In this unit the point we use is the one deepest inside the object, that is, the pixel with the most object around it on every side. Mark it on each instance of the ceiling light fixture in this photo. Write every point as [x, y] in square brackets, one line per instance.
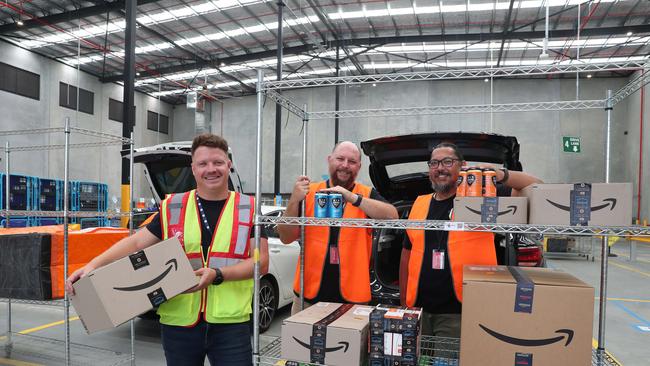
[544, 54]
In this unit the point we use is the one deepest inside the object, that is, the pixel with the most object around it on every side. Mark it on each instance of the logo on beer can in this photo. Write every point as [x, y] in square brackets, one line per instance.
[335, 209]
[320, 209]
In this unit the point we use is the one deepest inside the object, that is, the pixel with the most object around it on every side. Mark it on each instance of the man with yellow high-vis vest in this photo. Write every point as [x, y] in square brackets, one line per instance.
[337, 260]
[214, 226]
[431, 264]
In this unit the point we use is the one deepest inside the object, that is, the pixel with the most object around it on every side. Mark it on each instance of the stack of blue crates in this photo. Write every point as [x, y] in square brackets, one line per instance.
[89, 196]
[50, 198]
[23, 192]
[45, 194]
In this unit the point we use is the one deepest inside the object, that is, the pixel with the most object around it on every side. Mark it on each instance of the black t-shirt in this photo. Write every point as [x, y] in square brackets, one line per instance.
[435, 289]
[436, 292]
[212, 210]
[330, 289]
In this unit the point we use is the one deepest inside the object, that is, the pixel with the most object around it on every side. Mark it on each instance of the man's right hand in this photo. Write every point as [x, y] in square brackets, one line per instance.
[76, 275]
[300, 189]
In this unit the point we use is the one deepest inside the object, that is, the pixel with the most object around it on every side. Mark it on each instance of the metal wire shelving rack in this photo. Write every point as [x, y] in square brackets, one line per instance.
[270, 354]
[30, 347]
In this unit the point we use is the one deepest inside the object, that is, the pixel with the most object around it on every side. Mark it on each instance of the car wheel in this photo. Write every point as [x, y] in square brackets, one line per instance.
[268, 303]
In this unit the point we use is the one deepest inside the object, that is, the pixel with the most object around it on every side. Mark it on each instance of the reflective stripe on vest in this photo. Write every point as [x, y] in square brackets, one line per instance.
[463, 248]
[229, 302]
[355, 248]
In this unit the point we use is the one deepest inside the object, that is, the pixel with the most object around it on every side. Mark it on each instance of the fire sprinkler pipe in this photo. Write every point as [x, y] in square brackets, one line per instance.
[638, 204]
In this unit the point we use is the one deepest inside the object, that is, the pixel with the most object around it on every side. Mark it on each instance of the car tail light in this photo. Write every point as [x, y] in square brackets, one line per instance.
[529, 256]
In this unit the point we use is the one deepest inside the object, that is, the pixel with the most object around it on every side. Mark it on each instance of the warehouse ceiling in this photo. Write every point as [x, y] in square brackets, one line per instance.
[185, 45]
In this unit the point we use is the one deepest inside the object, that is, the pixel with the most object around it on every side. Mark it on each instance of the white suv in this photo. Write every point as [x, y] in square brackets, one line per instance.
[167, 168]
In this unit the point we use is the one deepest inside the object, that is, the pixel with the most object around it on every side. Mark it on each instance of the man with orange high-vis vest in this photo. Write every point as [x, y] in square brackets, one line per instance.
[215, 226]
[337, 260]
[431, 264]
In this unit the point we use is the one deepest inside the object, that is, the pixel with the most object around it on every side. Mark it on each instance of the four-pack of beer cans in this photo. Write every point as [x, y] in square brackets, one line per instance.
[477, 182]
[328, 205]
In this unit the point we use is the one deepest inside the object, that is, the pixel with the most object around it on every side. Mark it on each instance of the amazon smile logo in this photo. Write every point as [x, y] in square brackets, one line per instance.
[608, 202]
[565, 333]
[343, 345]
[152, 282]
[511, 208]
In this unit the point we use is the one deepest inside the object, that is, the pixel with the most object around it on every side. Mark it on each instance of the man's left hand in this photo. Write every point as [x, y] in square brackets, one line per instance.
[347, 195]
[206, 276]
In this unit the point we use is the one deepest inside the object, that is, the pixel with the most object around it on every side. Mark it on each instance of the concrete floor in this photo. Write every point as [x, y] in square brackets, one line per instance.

**TASK DIRECTIONS**:
Give every line of the records above as a numbered list, without blank lines or pictures.

**EXERCISE SOLUTION**:
1. In this unit the point we use is the one deepest inside the object, that is, the pixel with the most object around it on every side. Mark it on each instance of the ceiling light fixture in this photo. Write every point as [x, y] in square brackets, one line per instance.
2. [544, 54]
3. In this unit the point we use is the one deepest inside the object, that is, the pixel with the most object around it on every side. Mark it on each instance of the logo on beer can in this photo. Write every point as [x, y] in square brackets, one line per instance.
4. [335, 209]
5. [320, 209]
6. In this unit the point we use is the one deepest inside the object, that is, the pixel with the most object around it on every side. Mark it on each instance of the man with yellow high-vis vest in this photo. Write every point as [x, y] in square brackets, one line per instance.
7. [337, 260]
8. [214, 226]
9. [431, 264]
10. In this unit the point we use is the one deepest inside the object, that is, the pixel with the most object around it on every side. Mark it on each instance of the stack of blue crates in this photo. Write every point as [x, y] in square brackets, one line per instance.
11. [89, 196]
12. [50, 198]
13. [23, 192]
14. [45, 194]
15. In this unit the point we use is the one deepest inside the object, that is, the pixel with the most object around it on every side. Mark it on each instance of the black t-shirt in this photo. Write every point as [x, y] in square brackets, one line per instance.
16. [435, 289]
17. [436, 292]
18. [212, 210]
19. [330, 289]
20. In this unit the point we use is the one deepest inside the object, that is, the pixel with the most object around it on every side. Mark it on each instance of the man's right hand in this photo. Write every point as [x, y] in square brackets, one line per instance.
21. [76, 275]
22. [300, 189]
23. In this unit the point we use is the one deepest inside the object, that is, the pixel with the most object around it on every side. Mark it on each instance of the metal wire shelving rack in this photo. Write every point as [x, y] in square brackets, one line per instance.
24. [270, 354]
25. [30, 347]
26. In this unit the point we use is the one deepest inside the object, that is, the pixel with the most object around it on every side. Mark it on each instance of the car wheel in this photo. Write every point as [x, y] in square brackets, one line per instance.
27. [268, 303]
28. In this unit the point we use is the one deepest inside the object, that is, the pixel with the most object around it on every side. Mark it on each instance of the reflective stripe on vest in this photo. Write every point as [x, y] in square brackets, one line per instance.
29. [463, 248]
30. [229, 302]
31. [355, 248]
32. In this unit the point we use is the one deepest inside the object, that is, the pixel with the most object around it on every side. Mark it on each instance of the fire sprinkler pipe in this photo. Write every point as [x, y] in square brackets, one line per instance.
33. [638, 204]
34. In this unit the point we use is the one deepest inside the object, that is, the pixel with the most object around it on every side. Mark it on each instance of the car tail light in this photo. Write every point as [x, y] in square brackets, one line per instance.
35. [529, 256]
36. In this unit the point we use is the one deepest inside the object, that is, the pixel with the most object around it on every side. Mark it on each instance of the warehouse ceiling in this photo. Write every point as [x, y] in square brackets, one line per instance.
37. [185, 45]
38. In this unit the point we use is the one deepest inside the object, that is, the pixel with the most object around it on every side. Mark it on each instance of the white suv in this photo. Write every point as [x, y] in square brackets, one line per instance.
39. [167, 168]
40. In this unit the point we use is the one deepest inside the object, that is, the pixel with the most object around it on every side. Mark it on each instance of the man with orange high-vis vest in this photo. Write every point as [x, y] in square brackets, one line per instance.
41. [215, 226]
42. [337, 260]
43. [431, 264]
44. In this unit the point we use is the one deepest inside the object, that is, the pixel with the most object around it on every side. Mark it on each instance of the four-pack of beer cans in this photo. Write every point as [x, y] in square brackets, one line per instance.
45. [477, 182]
46. [328, 205]
47. In this unit the point we use is the one deepest inside the object, that is, the pixel with the most object around it on every side. Mark it on each instance of the amazon smile logo in this photo. Write every point as [x, y] in square brackets, one line per instance.
48. [608, 202]
49. [565, 333]
50. [343, 345]
51. [152, 282]
52. [511, 208]
53. In this unit the point we use is the one deepest inside the object, that is, the pixel with the most object around it on every side. Mark it on each instance of the man's left hand in this photo. Write every point as [x, y] in square brackets, one line per instance.
54. [347, 195]
55. [206, 276]
56. In this unit the point we use is the one deepest inside the object, that is, the pixel with the most object around it on every side. Mark it on each instance of the concrete floor in this photo. Write every point as [x, y] in square brackets, one line per instance.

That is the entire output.